◆ ACTIVITY:
The answer should match the entries below word for word, minus their pictures.

◆ RAW DATA:

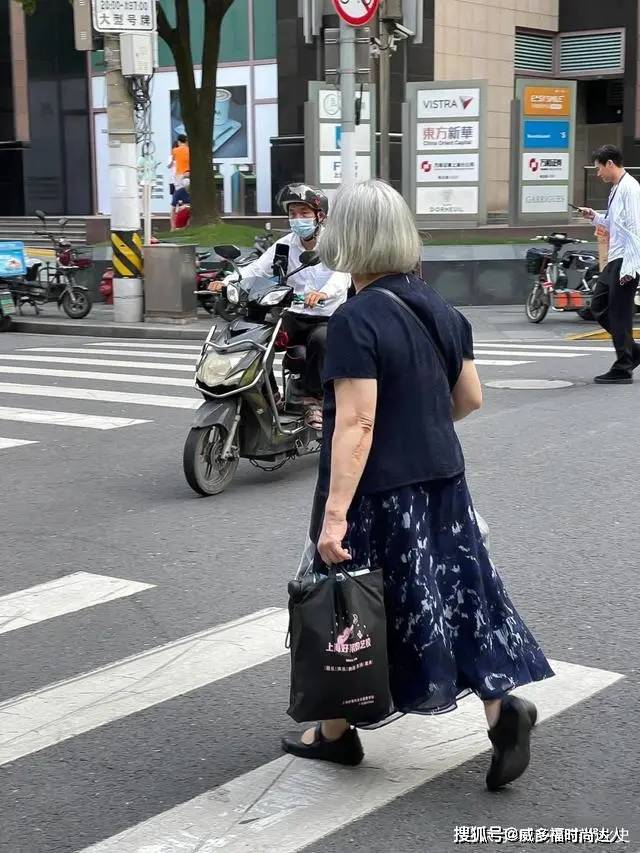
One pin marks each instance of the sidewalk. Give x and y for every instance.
(100, 323)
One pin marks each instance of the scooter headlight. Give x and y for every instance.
(215, 367)
(274, 297)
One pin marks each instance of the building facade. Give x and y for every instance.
(53, 142)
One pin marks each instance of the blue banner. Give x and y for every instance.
(546, 134)
(12, 260)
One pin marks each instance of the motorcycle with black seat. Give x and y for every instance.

◆ RESULT:
One pin marks each instance of the sidewalk. Give x and y for every instance.
(100, 323)
One pin marks each instance of the scooter headlight. Give x and y for every instance.
(215, 367)
(274, 297)
One pin marks each instance of the building facade. Give x and y for every instance.
(53, 142)
One pin marks each instance of the blue banner. Give x and y for every instance.
(546, 134)
(12, 260)
One pin marks each instance of the motorcycle with black seat. Give x and y for every instance.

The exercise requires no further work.